----- TEXT PASSAGE -----
3.Saturated air: It is a mixture of dry air and water vapour. When the air has diffused the maximum amount of water vapour into it. The water vapour, usually, occurs in the form of superheated steam as an invisible gas. However, when the saturated air is cooled, the water vapour in the air starts condensing, and the same may be visible in the form of moist, fog or condensation on cold surfaces. 4.Degree of saturation: It is the ratio of actual mass of the water vapour in unit mass of dry air to the mass of water vapour in the same mass of dry air when it is saturated at the same temperature.
5.Humidity: It is the mass of water vapour present in 1 kg of dry air, and generally is expressed in terms of gram per kg of dry air (g/kg dry air). It is also called specific humidity or humidity ratio. 6.Absolute humidity: It is the mass of water vapour present in 1 m3 of dry air, and is generally expressed in terms of gram per cubic-meter of dry air (g/m3 of dry air). It is also expressed in terms of grains per cubic meter of dry air. Mathematically, one kg of water vapour is equal to 15430 grains.
----- DATA LINES -----
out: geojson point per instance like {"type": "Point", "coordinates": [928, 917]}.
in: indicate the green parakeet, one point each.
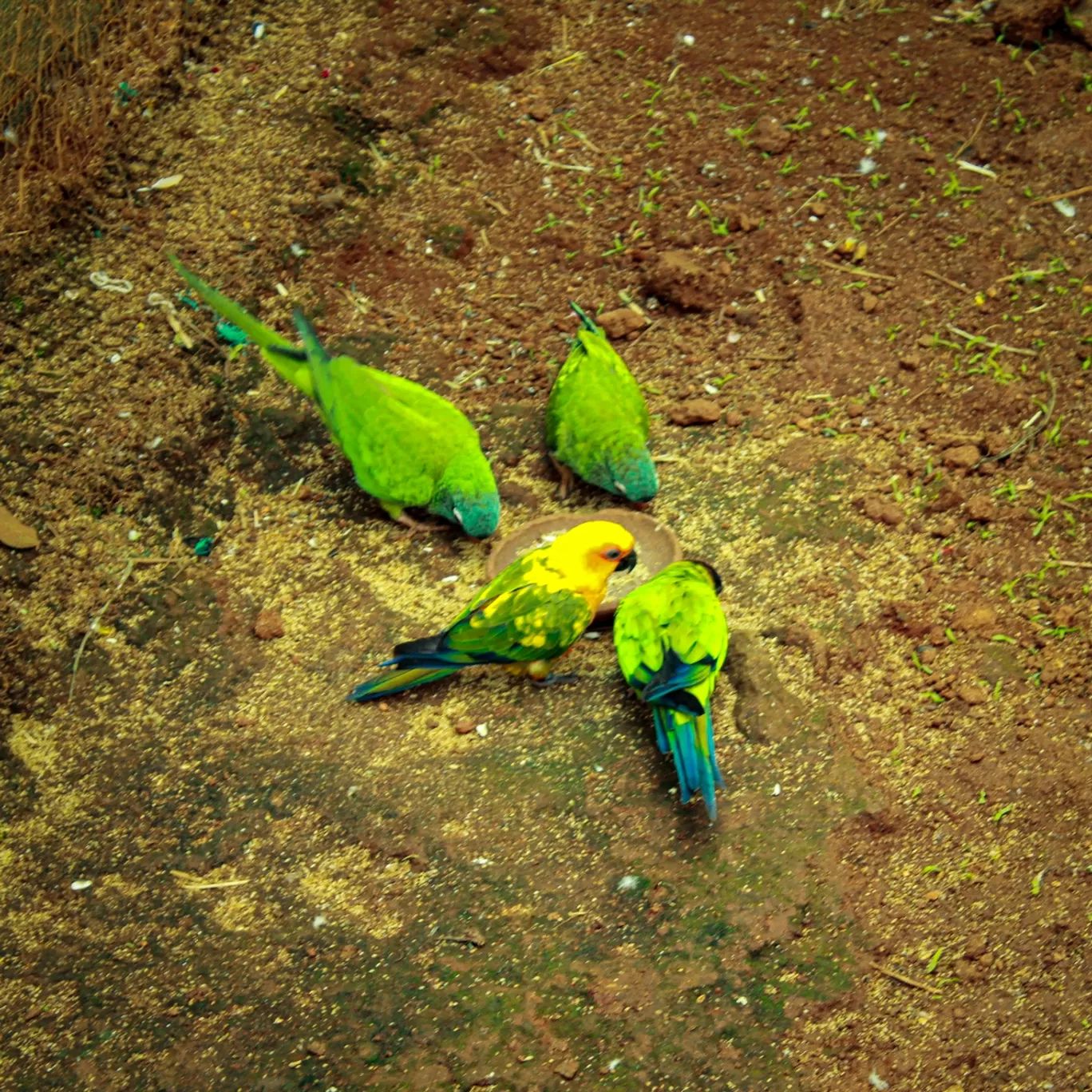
-----
### PROBLEMS
[a] Do these statements agree with the moist-air definitions: (i) humidity is also known as specific humidity or humidity ratio, (ii) absolute humidity is the mass of water vapor in 1 kg of dry air, (iii) one kg of water vapor equals 15430 grains? For each, answer yes or no and quote the deciding words.
[b] Reproduce everything in the moist-air definitions from "5.Humidity: It is" down to "to 15430 grains.".
[c] Continue the moist-air definitions from where they stop.

### RESPONSES TO THE TASKS
[a]
(i) Yes: "It is also called specific humidity or humidity ratio."
(ii) No: "It is the mass of water vapour present in 1 m3 of dry air"
(iii) Yes: "one kg of water vapour is equal to 15430 grains."

[b]
5.Humidity: It is the mass of water vapour present in 1 kg of dry air, and generally is expressed in terms of gram per kg of dry air (g/kg dry air). It is also called specific humidity or humidity ratio. 6.Absolute humidity: It is the mass of water vapour present in 1 m3 of dry air, and is generally expressed in terms of gram per cubic-meter of dry air (g/m3 of dry air). It is also expressed in terms of grains per cubic meter of dry air. Mathematically, one kg of water vapour is equal to 15430 grains.

[c]
7.Relative humidity: It is the ratio of actual mass of the water vapour in a given volume of moist air to the mass of water vapour in the same volume of saturated air at the same temperature and pressure. It is briefly written as RH.
8.Dry bulb temperature: it is the temperature of air recorded by thermometer, when it is not affected by the moisture present in the air. The dry bulb temperature (briefly written as DBT) is generally denoted by td or tdb. 9.Wet bulb temperature: it is the temperature of air recorded by thermometer, when its bulb is surrounded by a wet cloth exposed to the air. Such a thermometer is called *wet bulb thermometer. The wet bulb temperature (briefly written as WBT) is generally denoted by tw or twb.
* A wet bulb thermometer has its bulb covered with a piece of soft cloth (or silk wick) which is exposed to the air. The lower part of this cloth is dipped in a small basin of water. The water from the basin rises up in the cloth by capillary action, and then gets evaporated. It may be noted that if relative humidity of air is high (i.e. the air contains more water vapour), there will be little evaporation and thus there will be a small cooling effect. On the other hand, if relative humidity of air is low (i.e. the air contains less water vapour), there will be more evaporation, and thus there will be more cooling effect.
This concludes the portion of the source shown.